▶ TASKS AND EXERCISES:
(1) Using the personal essay, answer these questions:
(a) Who taught the history course about Vienna at Princeton?
(b) What was the grandmother's occupation?
(c) In which city does the language professor who gives the German lessons work?
(2) Set down word for word the passage of the personal essay starting at "I don’t want" and ending at "up with me.".

▶ SOURCE EXTRACT:
With some adjustments, France was a liberation for the son of a European immigrant. I stopped struggling to be like everyone else and knew intuitively how to act. Such was the background to my lifelong relationship with France: an admiration for sophistication–a disdain for the overly material or obvious, a preference for food that tastes.
France became my idea of Europe. It is where my friends were, so I grounded there when traveling to England, Italy, Spain, or Berlin. A history course about Vienna, with Carl Schorske at Princeton, and a class in German (which I barely passed) didn’t hold me. It was France that had my interest. I didn’t think much about Austria, until last year when my sister told me we could apply for Austrian passports. I was surprised and pleased. An EU passport would allow me to spend more time in France.
Sometime in the lengthy application process, my interest changed. My grandfather, a progressive orthodox rabbi’s son, moved from Galicia to Vienna as a teenager and then served in the Austrian army in World War I. My grandmother was as a sheitel macher (a wig maker for Orthodox women), although her own glory was her long blond hair. I am named after her father, who is buried in Vienna’s Central Cemetery, but I have never been there.
My grandparents started a few small businesses and by the late 1930’s owned a couple of small buildings and a workingman’s restaurant (Gasthaus). They spoke German and assimilated, but they were not part of the Viennese bourgeoisie.
I don’t want to kid myself. We are far distant. I hardly knew them and cannot go back to where they left off. But there is something there for me; something I’d like to understand more deeply; a sensibility or an outlook that could feel familiar; something different from France.
So far I’ve not done much; a few history books and German lessons with a language professor in Klagenfurt (south Austria). I’d like a trip to Vienna, when the Covid doors re-open; perhaps a class in history or political science; another doorway to Europe; an understanding of a history and culture that was strikingly influenced by Jews, a closer link to what we purposefully forgot. My sister has used the term reconciliation.
I’d like to follow this road a bit before old age catches up with me.

▶ PROVIDED RECORDS:
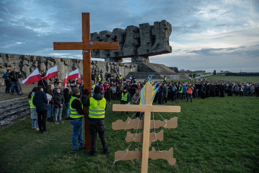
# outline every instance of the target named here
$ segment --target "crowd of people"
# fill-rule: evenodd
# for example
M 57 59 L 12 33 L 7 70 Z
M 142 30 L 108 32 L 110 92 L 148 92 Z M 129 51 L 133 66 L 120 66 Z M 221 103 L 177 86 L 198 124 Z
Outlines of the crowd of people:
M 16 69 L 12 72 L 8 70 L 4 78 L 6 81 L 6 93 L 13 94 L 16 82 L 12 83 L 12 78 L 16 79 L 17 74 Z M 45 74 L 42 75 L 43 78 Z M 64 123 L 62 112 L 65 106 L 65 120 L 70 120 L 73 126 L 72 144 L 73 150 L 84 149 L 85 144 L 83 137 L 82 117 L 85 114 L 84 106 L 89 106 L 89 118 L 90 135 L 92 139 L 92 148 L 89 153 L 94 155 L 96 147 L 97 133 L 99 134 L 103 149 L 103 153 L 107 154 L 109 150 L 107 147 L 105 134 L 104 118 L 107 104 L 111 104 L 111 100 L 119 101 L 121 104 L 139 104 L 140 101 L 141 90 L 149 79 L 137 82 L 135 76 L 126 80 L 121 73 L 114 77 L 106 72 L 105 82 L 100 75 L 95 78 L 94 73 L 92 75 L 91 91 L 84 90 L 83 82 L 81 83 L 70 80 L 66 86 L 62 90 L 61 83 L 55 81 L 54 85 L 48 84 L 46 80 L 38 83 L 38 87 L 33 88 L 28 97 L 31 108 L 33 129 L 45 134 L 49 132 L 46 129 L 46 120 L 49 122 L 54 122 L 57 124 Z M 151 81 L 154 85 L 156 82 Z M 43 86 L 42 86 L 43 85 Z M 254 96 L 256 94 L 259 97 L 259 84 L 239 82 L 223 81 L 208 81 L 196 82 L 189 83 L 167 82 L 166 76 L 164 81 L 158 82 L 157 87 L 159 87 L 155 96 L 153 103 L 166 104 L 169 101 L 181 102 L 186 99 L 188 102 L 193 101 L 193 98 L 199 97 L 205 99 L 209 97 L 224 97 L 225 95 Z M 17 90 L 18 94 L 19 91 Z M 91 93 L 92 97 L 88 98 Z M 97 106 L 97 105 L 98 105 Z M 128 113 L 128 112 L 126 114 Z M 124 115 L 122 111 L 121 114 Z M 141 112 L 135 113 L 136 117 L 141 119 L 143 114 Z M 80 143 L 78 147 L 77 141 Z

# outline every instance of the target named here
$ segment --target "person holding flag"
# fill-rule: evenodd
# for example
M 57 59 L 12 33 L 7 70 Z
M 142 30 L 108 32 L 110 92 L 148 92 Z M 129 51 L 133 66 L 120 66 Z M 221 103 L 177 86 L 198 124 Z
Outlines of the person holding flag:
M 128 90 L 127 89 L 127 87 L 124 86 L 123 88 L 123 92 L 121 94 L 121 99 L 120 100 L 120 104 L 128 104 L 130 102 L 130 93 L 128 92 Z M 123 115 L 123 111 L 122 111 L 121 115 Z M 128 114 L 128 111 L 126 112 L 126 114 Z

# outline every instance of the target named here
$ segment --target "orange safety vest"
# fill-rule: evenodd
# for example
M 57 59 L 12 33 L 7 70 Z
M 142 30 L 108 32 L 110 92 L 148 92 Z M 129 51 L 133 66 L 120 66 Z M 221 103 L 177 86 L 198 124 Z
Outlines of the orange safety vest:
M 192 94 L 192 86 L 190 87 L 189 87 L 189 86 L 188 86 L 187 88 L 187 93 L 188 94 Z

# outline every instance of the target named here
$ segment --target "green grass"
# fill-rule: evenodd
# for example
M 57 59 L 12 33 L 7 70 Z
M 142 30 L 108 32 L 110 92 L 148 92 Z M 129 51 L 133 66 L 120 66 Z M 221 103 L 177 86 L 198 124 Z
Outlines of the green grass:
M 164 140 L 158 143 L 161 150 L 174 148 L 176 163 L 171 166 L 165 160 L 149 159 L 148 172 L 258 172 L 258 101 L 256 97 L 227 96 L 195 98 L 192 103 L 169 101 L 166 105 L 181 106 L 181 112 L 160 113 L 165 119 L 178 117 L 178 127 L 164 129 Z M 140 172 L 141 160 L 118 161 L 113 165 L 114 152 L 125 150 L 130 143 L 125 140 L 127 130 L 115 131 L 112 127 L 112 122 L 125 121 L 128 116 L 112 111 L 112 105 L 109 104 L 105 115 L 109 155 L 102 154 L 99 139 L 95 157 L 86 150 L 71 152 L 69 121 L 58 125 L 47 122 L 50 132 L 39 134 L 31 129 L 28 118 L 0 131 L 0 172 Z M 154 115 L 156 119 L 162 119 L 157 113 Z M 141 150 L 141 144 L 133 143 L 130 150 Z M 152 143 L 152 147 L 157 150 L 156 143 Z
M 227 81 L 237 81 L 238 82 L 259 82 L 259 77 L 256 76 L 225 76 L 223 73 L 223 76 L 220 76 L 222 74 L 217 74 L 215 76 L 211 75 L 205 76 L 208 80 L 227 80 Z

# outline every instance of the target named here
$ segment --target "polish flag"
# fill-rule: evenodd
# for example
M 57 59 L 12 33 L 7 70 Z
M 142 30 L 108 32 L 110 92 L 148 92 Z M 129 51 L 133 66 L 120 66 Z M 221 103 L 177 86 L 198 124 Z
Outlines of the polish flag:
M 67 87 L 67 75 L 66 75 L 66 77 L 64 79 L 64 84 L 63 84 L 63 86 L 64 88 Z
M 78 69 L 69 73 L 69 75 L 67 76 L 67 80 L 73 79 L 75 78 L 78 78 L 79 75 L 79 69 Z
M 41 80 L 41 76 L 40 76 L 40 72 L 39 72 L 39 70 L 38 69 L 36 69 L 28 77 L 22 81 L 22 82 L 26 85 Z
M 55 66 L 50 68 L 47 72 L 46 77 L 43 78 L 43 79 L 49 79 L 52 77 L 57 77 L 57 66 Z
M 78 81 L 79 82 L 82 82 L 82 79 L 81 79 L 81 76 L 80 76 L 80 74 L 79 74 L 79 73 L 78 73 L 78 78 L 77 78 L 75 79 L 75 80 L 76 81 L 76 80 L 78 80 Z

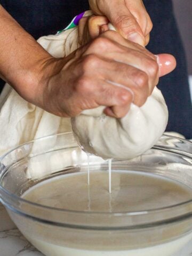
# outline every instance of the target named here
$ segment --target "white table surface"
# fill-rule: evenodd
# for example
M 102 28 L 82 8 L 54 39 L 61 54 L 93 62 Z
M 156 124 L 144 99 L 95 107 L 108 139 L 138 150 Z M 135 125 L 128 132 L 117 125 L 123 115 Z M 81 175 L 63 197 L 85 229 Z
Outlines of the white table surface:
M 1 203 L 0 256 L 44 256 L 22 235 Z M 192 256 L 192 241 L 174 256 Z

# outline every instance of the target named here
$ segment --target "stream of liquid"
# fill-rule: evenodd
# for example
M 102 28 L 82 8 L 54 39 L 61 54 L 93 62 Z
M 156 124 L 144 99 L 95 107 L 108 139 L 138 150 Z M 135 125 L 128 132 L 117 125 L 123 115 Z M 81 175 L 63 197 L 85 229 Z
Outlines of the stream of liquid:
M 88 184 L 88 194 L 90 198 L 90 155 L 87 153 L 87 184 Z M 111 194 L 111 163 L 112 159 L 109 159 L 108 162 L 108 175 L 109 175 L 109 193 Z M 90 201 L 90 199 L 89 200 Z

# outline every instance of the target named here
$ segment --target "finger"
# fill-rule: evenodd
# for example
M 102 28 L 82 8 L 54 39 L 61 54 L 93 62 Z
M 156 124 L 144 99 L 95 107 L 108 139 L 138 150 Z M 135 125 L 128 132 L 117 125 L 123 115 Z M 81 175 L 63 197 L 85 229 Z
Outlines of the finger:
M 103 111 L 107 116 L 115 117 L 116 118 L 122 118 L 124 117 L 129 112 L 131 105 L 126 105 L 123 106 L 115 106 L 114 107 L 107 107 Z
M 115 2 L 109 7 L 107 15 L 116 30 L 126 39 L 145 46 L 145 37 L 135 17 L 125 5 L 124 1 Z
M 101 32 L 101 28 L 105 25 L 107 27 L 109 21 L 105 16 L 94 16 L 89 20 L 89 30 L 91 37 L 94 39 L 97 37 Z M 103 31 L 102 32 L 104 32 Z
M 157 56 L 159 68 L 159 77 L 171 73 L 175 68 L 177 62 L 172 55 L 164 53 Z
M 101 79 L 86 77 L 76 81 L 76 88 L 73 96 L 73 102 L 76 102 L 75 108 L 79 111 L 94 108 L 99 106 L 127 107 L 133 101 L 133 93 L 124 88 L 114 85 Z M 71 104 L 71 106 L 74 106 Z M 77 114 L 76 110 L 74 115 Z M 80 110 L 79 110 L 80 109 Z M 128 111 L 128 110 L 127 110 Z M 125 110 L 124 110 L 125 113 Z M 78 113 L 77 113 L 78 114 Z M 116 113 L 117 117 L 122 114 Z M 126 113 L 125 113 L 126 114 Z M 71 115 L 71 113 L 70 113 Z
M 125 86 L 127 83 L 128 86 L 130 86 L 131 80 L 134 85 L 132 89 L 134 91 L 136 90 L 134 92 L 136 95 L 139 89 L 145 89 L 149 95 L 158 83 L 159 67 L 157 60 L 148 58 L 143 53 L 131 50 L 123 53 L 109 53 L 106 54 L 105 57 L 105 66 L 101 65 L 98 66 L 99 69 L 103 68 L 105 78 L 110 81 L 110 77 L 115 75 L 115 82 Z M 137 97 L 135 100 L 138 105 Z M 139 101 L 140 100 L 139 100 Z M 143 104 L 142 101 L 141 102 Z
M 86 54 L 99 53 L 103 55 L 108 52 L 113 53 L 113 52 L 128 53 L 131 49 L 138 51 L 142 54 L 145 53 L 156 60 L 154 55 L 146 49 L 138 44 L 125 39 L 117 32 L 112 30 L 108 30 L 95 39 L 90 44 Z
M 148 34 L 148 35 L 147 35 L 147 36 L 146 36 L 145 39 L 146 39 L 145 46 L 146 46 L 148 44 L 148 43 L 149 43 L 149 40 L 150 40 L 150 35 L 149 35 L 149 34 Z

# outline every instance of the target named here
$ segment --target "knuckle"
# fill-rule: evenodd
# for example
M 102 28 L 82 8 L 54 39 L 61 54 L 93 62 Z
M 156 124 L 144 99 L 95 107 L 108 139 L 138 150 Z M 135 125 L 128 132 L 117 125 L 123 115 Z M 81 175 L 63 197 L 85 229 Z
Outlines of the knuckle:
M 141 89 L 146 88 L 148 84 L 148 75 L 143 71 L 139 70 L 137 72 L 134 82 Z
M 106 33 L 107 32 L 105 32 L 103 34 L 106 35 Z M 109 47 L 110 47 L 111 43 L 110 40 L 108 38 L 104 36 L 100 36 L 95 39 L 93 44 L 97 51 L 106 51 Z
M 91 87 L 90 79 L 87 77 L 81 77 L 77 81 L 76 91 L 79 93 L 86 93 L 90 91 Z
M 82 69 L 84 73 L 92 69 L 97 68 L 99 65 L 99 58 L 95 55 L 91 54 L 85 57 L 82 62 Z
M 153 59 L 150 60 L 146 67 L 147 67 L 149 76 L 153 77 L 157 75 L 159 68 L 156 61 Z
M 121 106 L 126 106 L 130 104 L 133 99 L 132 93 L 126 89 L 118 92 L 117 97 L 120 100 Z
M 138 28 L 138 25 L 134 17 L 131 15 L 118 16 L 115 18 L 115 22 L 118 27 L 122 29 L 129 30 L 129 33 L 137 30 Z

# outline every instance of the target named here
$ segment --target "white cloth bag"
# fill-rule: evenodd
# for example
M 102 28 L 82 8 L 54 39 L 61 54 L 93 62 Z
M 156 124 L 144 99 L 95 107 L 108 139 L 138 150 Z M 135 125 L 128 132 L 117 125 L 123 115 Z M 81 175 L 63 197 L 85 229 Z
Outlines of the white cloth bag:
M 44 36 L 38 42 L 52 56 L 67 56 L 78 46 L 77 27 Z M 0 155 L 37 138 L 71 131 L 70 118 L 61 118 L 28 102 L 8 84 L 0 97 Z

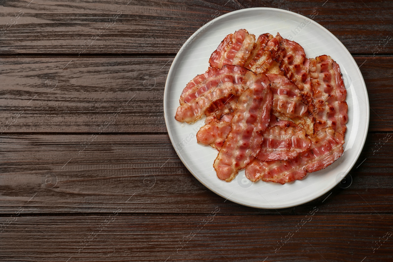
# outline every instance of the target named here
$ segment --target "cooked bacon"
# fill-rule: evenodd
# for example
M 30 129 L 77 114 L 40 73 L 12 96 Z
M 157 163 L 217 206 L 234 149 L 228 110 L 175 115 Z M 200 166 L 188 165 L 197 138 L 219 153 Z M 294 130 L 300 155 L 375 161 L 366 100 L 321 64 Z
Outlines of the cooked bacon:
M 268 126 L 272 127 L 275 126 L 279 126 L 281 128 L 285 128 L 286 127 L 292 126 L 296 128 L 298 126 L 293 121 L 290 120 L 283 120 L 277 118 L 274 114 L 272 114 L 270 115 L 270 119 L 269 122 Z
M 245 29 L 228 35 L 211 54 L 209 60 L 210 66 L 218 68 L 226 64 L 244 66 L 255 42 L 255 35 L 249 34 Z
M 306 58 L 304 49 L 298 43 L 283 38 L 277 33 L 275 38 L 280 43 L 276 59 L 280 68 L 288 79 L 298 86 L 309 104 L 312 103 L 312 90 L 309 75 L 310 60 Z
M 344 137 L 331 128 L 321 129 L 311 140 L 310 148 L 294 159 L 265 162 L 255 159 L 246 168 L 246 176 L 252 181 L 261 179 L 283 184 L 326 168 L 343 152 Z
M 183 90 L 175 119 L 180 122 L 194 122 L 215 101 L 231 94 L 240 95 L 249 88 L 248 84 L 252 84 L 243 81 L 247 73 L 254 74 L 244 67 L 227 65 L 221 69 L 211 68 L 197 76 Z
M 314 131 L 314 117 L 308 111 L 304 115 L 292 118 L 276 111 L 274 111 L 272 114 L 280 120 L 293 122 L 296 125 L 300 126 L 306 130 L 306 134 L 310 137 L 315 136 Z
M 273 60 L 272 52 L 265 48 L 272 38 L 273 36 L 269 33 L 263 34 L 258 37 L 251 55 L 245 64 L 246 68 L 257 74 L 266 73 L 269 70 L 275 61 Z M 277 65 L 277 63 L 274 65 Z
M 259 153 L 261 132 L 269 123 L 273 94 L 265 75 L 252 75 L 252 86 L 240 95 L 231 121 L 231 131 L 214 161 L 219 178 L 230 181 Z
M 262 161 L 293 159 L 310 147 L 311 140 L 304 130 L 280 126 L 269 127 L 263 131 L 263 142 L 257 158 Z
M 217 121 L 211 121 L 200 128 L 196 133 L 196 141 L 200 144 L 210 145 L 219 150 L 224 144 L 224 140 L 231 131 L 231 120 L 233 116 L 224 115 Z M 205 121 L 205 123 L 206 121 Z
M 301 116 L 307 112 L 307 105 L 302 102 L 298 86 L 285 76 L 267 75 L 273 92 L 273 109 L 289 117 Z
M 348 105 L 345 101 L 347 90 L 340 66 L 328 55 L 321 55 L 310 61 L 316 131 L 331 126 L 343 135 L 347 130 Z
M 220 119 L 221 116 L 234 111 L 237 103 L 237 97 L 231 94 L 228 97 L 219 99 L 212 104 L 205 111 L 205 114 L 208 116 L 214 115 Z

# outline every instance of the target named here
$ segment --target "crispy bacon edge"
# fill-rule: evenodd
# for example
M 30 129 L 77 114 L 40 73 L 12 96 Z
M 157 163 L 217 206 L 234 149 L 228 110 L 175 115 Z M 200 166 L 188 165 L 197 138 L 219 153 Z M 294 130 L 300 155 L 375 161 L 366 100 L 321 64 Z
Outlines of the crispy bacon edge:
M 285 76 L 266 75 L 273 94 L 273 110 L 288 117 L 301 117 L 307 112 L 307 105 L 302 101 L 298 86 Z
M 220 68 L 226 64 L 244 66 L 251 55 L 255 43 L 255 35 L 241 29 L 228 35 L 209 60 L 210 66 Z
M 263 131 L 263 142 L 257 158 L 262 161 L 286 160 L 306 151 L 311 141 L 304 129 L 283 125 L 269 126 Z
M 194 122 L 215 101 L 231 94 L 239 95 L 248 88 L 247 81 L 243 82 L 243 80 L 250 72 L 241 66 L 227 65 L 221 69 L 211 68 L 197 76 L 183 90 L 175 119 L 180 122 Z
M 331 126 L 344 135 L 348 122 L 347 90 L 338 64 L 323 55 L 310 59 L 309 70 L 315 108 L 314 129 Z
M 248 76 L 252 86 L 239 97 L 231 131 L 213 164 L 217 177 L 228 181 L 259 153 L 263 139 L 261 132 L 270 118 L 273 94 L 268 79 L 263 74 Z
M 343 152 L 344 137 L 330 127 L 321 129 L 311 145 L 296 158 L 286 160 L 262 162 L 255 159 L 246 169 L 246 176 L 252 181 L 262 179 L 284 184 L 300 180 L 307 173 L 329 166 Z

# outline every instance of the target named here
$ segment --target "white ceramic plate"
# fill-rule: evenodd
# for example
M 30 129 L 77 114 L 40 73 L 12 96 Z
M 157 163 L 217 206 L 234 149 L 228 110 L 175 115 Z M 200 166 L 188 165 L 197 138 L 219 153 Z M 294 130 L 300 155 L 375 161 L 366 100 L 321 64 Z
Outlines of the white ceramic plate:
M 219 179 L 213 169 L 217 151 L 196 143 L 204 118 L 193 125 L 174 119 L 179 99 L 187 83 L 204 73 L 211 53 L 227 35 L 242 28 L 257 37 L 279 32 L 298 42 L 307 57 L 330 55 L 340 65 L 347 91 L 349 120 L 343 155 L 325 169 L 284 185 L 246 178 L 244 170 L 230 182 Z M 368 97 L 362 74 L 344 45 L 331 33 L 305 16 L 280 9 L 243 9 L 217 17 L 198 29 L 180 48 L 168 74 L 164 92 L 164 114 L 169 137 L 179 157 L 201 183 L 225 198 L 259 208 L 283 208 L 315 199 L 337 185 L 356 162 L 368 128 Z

▶ ANSWERS TO THIS EXERCISE:
(1)
(a) Carl Schorske
(b) She was a sheitel macher, a wig maker for Orthodox women.
(c) Klagenfurt, in south Austria

(2)
I don’t want to kid myself. We are far distant. I hardly knew them and cannot go back to where they left off. But there is something there for me; something I’d like to understand more deeply; a sensibility or an outlook that could feel familiar; something different from France.
So far I’ve not done much; a few history books and German lessons with a language professor in Klagenfurt (south Austria). I’d like a trip to Vienna, when the Covid doors re-open; perhaps a class in history or political science; another doorway to Europe; an understanding of a history and culture that was strikingly influenced by Jews, a closer link to what we purposefully forgot. My sister has used the term reconciliation.
I’d like to follow this road a bit before old age catches up with me.